* _Information provided_
******
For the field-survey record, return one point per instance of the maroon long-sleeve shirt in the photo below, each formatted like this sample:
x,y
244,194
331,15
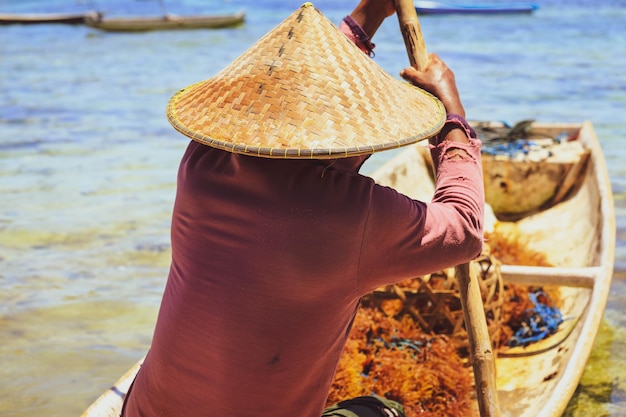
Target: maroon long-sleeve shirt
x,y
269,261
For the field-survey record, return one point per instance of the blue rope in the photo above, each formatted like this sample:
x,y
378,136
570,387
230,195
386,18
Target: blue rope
x,y
541,322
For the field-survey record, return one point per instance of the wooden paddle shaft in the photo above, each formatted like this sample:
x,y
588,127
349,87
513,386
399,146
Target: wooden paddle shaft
x,y
412,34
481,351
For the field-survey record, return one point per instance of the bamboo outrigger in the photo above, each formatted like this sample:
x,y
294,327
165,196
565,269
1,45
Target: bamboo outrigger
x,y
574,230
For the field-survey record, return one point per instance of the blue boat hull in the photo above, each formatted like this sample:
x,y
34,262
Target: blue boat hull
x,y
435,7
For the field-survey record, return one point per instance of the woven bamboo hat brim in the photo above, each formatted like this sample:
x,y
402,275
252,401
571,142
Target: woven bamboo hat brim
x,y
305,91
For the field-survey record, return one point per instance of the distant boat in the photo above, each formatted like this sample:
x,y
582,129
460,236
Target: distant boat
x,y
436,7
46,18
166,22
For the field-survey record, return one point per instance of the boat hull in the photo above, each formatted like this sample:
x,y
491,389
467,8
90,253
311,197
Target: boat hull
x,y
170,22
46,18
434,7
577,237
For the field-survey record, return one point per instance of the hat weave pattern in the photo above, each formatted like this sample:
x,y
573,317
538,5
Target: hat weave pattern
x,y
305,91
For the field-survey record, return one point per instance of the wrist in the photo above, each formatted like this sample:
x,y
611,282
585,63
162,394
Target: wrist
x,y
455,129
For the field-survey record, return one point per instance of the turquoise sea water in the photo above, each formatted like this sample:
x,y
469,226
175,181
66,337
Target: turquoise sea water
x,y
88,166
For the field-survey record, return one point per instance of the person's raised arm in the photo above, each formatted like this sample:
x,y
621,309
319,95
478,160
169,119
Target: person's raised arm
x,y
439,80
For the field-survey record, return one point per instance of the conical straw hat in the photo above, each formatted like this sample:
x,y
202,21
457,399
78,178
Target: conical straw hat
x,y
305,91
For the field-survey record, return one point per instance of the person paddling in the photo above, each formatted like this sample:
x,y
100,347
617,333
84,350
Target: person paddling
x,y
275,234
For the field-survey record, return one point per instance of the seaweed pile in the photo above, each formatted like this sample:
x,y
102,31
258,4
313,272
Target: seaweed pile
x,y
388,354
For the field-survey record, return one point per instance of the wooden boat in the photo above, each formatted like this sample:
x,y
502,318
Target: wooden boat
x,y
46,18
574,230
436,7
166,22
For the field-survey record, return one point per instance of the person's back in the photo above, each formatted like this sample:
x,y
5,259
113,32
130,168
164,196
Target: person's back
x,y
269,260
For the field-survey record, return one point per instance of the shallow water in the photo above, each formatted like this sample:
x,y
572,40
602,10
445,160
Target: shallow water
x,y
88,165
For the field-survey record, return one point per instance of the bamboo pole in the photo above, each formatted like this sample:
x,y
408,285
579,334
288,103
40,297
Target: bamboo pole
x,y
481,351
******
Pictures in the data above should not be copied; transcribe everything else exactly.

* _Output of the exercise_
For the field-survey record, return one point per instance of the maroon long-sleeve shirt in the photo below, each formatted like this sample:
x,y
244,194
331,15
Target: maroon long-sleeve shirt
x,y
269,261
For the field-survey record, return one point per instance of the blue rope in the photo above, each formatted like this sample:
x,y
378,136
570,387
230,195
386,18
Target: blue rope
x,y
541,322
For the field-survey record, return one point per instance of the wooden paddle shaft in the photo above, each formatted like this sample:
x,y
588,127
349,87
513,386
399,146
Target: wooden paddle shaft
x,y
412,34
481,351
For the field-survey record, return one point per instance of the bamboo outrigger in the photo above, each formatted like this sample:
x,y
294,327
165,196
565,269
1,45
Target: bamboo outrigger
x,y
574,230
For the field-survey record, return one point per instance of the blue boat hull in the photo above, each formatted like this sample:
x,y
34,262
Target: blue boat hull
x,y
435,7
For the field-survey record, return one point per instance of the woven bamboo hat brim in the photo above, each formatted like this sample:
x,y
402,275
252,401
571,142
Target: woven bamboo hat brim
x,y
305,91
For the field-survey record, return one point per instance of the distant boat in the photo above, each formatted like this sample:
x,y
582,129
460,236
Target: distant boat
x,y
436,7
46,18
166,22
For the field-survey record, return one point per instance of the boat hull in the photo above, each formatted like this sample:
x,y
491,389
467,8
90,253
311,197
Target: boat hull
x,y
170,22
46,18
434,7
577,237
For the field-survey record, return one point per instance of the hat weave pattern in the photo above, each formatted like this sample:
x,y
573,317
538,5
Target: hat weave pattern
x,y
305,91
For the field-survey record, return one point per instance of the wrist in the photo above, each formatted like this sample:
x,y
611,282
585,63
162,394
Target: wrist
x,y
455,129
For the field-survey record, return one point per instance of the turquoise sea water in the photo above, each formatted like this sample:
x,y
469,226
175,181
66,337
Target: turquoise sea water
x,y
88,166
For the field-survey record, return one point per instance of the person's raised arm in the photo above, each formatted like this sample:
x,y
621,309
319,95
478,160
169,119
Target: person's raised arm
x,y
439,80
For the field-survey record, return one point per instance of the conical straw hat in the photo above, each formatted like this sample:
x,y
202,21
457,399
78,178
Target: conical straw hat
x,y
305,91
For the field-survey record, return one point per instance of the person paddling in the photo above, each formatted like this sample:
x,y
100,347
617,333
84,350
Target: person paddling
x,y
275,234
For the field-survey record, return one point per instance of the seaweed pile in the photo above, each formatted like this sample:
x,y
102,31
258,4
313,272
Target: seaweed pile
x,y
388,354
For the field-survey record, return one point per instance of the wooden boat in the photo above, each formatted like this sample:
x,y
502,318
Target: wooden boat
x,y
46,18
574,230
436,7
166,22
For the field-survey record, return one point per instance of the person's back in the photo above, each formatted like this sample:
x,y
5,259
113,32
130,168
164,196
Target: person's back
x,y
269,260
For the field-survey record, return one point per instance of the shallow water in the photo above, each formatted like this sample:
x,y
572,40
602,10
445,160
Target: shallow water
x,y
88,165
For the field-survey record, return one point per instance of the bamboo pole in the photo above, each formatted like this sample:
x,y
408,285
579,334
288,103
40,297
Target: bamboo pole
x,y
481,351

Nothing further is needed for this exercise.